You've shown tremendous dedication to the sport, taking tough fights despite few of the rewards most women who get in the pro ring think they're looking for ... like winning records, becoming well known outside the sport, and so on. So just what is it that keeps Dee Hamaguchi climbing through those ropes now?

Dee H:

My sheer stubborn-ness!!

Seriously, I see Dee Hamaguchi as a world champion at 100 or 102 lbs. I won USA Judo Nationals (there's only one national championship for judo) at 45 kg (100 lbs) so that is an ideal fighting weight for me. I am still learning in the gym and the ring is the real testing ground for executing new moves. I would like to fight 10-rounders (or twelve if they would allow it!), because I think going that distance is the true measure of a fighter. My record is so far gone that I don't sweat it. Fortunately, some of the organizations take into account WHO we've fought, not just our records, so I do OK in the rankings. I'm just looking for the next fight.

Being well known outside the sport. . . well, I feel I have the respect of my peers and all of the decent sincere people involved in boxing. "Dee Hamaguchi" may never be a household name, but I've been around the New York boxing scene since 1993, and have worked out at a lot of gyms, some that no longer exist (the late Connie Bryant's gym on 125th Street, the Rosarios' gym on 112th Street, the Queen's PAL by Shea stadium, Marciano's gym in NJ, and Blue Velvet on 24th st.)

Any gym I step in, it's about the workout, not trying to attract attention, so I think the New York boxing community sees Dee Hamaguchi as a disciplined, serious boxer.
* * * * *
● Short exercise 1: In the boxing interview, why does Dee Hamaguchi want to fight 10-rounders?

Stored items from a collection:
* * * * *
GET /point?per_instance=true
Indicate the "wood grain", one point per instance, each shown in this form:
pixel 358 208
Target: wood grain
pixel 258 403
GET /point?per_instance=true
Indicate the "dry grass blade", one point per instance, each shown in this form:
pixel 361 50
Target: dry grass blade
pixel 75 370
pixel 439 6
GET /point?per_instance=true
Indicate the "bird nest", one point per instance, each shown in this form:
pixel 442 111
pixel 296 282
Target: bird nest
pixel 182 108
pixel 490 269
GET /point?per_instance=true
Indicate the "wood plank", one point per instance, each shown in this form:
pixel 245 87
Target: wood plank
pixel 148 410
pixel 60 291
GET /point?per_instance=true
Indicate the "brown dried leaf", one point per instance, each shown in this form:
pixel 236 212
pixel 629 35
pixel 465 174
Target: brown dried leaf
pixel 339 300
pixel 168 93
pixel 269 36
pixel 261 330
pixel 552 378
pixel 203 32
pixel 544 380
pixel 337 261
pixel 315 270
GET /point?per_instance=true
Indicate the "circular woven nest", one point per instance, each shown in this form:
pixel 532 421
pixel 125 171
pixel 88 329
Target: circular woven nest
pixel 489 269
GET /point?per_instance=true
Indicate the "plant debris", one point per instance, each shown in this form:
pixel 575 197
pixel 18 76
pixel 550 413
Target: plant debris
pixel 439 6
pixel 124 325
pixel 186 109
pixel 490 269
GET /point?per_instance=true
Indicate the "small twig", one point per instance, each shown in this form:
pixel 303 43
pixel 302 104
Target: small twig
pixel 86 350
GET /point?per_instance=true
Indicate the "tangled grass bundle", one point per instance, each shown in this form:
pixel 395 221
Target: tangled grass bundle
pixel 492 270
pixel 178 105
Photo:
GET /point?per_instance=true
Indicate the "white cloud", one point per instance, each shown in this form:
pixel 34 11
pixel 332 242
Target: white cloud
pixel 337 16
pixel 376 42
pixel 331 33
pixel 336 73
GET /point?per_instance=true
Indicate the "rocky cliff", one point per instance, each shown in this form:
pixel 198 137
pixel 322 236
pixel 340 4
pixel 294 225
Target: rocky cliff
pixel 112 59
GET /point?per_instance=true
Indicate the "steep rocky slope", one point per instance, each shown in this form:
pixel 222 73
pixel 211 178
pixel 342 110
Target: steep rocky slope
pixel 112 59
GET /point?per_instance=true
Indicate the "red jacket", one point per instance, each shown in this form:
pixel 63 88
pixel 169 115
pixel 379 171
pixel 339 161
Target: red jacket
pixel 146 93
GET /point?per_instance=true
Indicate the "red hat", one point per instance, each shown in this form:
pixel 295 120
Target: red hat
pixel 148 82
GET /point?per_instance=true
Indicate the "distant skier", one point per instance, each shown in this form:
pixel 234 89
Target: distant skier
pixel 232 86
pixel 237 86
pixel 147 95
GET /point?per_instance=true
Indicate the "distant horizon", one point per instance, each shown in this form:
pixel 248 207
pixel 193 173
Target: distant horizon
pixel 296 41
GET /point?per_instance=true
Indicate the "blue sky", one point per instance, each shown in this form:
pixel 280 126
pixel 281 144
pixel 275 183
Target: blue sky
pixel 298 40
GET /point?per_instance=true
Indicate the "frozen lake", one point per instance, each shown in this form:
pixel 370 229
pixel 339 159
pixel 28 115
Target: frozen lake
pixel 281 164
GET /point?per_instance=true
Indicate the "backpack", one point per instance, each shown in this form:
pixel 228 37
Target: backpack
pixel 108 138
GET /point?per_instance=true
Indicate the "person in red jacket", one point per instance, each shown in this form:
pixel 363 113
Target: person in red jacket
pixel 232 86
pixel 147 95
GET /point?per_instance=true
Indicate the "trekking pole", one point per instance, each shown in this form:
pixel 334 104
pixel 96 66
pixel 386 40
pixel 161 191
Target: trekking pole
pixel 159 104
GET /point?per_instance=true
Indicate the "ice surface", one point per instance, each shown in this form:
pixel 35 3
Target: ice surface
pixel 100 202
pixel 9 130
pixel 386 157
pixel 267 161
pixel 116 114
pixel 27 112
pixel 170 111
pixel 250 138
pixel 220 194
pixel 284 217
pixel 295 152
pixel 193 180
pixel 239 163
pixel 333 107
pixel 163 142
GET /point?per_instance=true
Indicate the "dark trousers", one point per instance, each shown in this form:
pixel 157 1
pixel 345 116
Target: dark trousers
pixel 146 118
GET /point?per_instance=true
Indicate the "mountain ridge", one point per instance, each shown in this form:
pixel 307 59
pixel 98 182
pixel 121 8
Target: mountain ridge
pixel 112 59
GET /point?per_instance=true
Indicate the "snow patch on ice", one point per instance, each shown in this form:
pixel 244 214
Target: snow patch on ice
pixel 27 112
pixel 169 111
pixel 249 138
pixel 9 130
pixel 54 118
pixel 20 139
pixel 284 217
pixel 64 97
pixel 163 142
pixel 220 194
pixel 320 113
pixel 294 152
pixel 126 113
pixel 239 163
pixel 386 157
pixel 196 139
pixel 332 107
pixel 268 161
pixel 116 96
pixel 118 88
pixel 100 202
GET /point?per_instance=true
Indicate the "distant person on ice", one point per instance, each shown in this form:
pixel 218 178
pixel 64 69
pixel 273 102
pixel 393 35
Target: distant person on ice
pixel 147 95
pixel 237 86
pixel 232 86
* * * * *
● Short exercise 2: Please write out the records exactly, beginning at their first line and stopping after the line that contains "pixel 178 105".

● Worked solution 1: She thinks going that distance is the true measure of a fighter.

● Worked solution 2:
GET /point?per_instance=true
Indicate the "wood grain", one point per instance, each shown in this form:
pixel 358 208
Target: wood grain
pixel 258 403
GET /point?per_instance=true
Indicate the "dry grass blade", one point per instance, each shown in this form:
pixel 361 50
Target: dry grass blade
pixel 75 370
pixel 439 6
GET /point?per_instance=true
Indicate the "bird nest", one point per instance, each shown in this form:
pixel 442 111
pixel 296 282
Target: bird nest
pixel 182 108
pixel 490 269
GET /point?per_instance=true
Indicate the "wood plank", one point per instance, each shown in this form:
pixel 245 87
Target: wood plank
pixel 148 410
pixel 60 291
GET /point?per_instance=true
Indicate the "brown dried leaf", one point per instance, each shown in this form:
pixel 236 212
pixel 629 35
pixel 465 174
Target: brown dried leaf
pixel 339 300
pixel 168 93
pixel 269 36
pixel 261 330
pixel 552 378
pixel 203 32
pixel 544 380
pixel 337 261
pixel 315 270
GET /point?per_instance=true
Indicate the "circular woven nest", one point per instance, each shown in this form:
pixel 532 421
pixel 125 171
pixel 88 329
Target: circular woven nest
pixel 489 269
GET /point?per_instance=true
Indicate the "plant debris", one point per instance, each shown in this form:
pixel 575 197
pixel 18 76
pixel 550 413
Target: plant debris
pixel 439 6
pixel 124 325
pixel 186 109
pixel 490 269
GET /point?per_instance=true
Indicate the "small twig", one point per instance, each shown in this form:
pixel 303 43
pixel 302 104
Target: small twig
pixel 86 350
GET /point?per_instance=true
Indicate the "tangled grass bundle", one point per instance, each shown in this form:
pixel 395 221
Target: tangled grass bundle
pixel 492 270
pixel 178 105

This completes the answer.